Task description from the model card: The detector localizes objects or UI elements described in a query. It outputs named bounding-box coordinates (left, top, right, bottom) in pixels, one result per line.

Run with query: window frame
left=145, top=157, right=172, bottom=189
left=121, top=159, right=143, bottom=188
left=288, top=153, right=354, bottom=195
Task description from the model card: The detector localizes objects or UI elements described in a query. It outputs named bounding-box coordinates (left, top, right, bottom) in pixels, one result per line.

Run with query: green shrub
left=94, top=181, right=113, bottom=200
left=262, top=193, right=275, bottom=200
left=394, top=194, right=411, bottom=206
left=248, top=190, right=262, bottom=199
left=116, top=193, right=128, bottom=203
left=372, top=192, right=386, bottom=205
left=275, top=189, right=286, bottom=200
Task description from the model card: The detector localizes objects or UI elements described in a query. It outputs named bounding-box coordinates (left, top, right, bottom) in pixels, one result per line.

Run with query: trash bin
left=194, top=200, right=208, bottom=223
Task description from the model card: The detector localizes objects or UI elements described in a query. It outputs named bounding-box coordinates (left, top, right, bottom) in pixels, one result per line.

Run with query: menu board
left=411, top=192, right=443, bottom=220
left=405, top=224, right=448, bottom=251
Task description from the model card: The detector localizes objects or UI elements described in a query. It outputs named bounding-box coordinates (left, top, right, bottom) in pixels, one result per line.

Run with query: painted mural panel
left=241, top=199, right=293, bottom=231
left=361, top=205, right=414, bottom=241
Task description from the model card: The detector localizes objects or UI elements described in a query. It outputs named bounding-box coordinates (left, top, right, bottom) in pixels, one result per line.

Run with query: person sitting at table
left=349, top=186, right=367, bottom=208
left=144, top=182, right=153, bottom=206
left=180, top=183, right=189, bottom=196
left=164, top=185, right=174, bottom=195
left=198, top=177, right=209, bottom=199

▸ Requirements
Render all of the data above as a Markdown table with two columns, Row and Text. Put each nonblank line in its own row, numbered in order, and leave out the blank lines.

▸ Exercise solution
| Row | Text |
|---|---|
| 1 | Task description from the model card: The detector localizes objects or UI elements described in a query. It outputs named bounding-box coordinates (left, top, right, bottom) in pixels, one result per line. |
| 2 | Run with query: window frame |
| 3 | left=145, top=157, right=172, bottom=189 |
| 4 | left=121, top=159, right=143, bottom=188 |
| 5 | left=288, top=153, right=354, bottom=195 |
| 6 | Task description from the model card: The detector localizes objects or UI elements described in a query. It outputs named bounding-box coordinates (left, top, right, bottom) in pixels, one result per line. |
| 7 | Run with query: green shrub |
| 8 | left=94, top=181, right=113, bottom=200 |
| 9 | left=262, top=193, right=275, bottom=200 |
| 10 | left=394, top=194, right=411, bottom=206 |
| 11 | left=248, top=190, right=262, bottom=199 |
| 12 | left=116, top=193, right=128, bottom=203 |
| 13 | left=372, top=192, right=386, bottom=205 |
| 14 | left=275, top=189, right=286, bottom=200 |
| 15 | Task description from the model card: The detector localizes objects or UI elements described in a query. It outputs named bounding-box coordinates (left, top, right, bottom) in pixels, one result per line. |
| 16 | Run with query: trash bin |
| 17 | left=194, top=200, right=208, bottom=223 |
| 18 | Task description from the model card: The detector localizes objects or UI elements described in a query. It outputs named bounding-box coordinates (left, top, right, bottom) in pixels, one result per line. |
| 19 | Run with query: menu board |
| 20 | left=411, top=192, right=443, bottom=220 |
| 21 | left=405, top=224, right=448, bottom=251 |
| 22 | Task description from the model card: The detector localizes objects or UI elements described in a query. It outputs named bounding-box coordinates (left, top, right, bottom) in pixels, one result per line. |
| 23 | Run with query: painted mural panel |
| 24 | left=241, top=199, right=293, bottom=231 |
| 25 | left=361, top=205, right=414, bottom=241 |
| 26 | Task description from the model card: The detector localizes objects or UI elements described in a query. It outputs named bounding-box coordinates (left, top, right, bottom) in pixels, one result per line. |
| 27 | Run with query: person sitting at table |
| 28 | left=349, top=186, right=367, bottom=208 |
| 29 | left=144, top=182, right=153, bottom=206 |
| 30 | left=180, top=183, right=189, bottom=196 |
| 31 | left=164, top=185, right=174, bottom=195 |
| 32 | left=198, top=177, right=209, bottom=199 |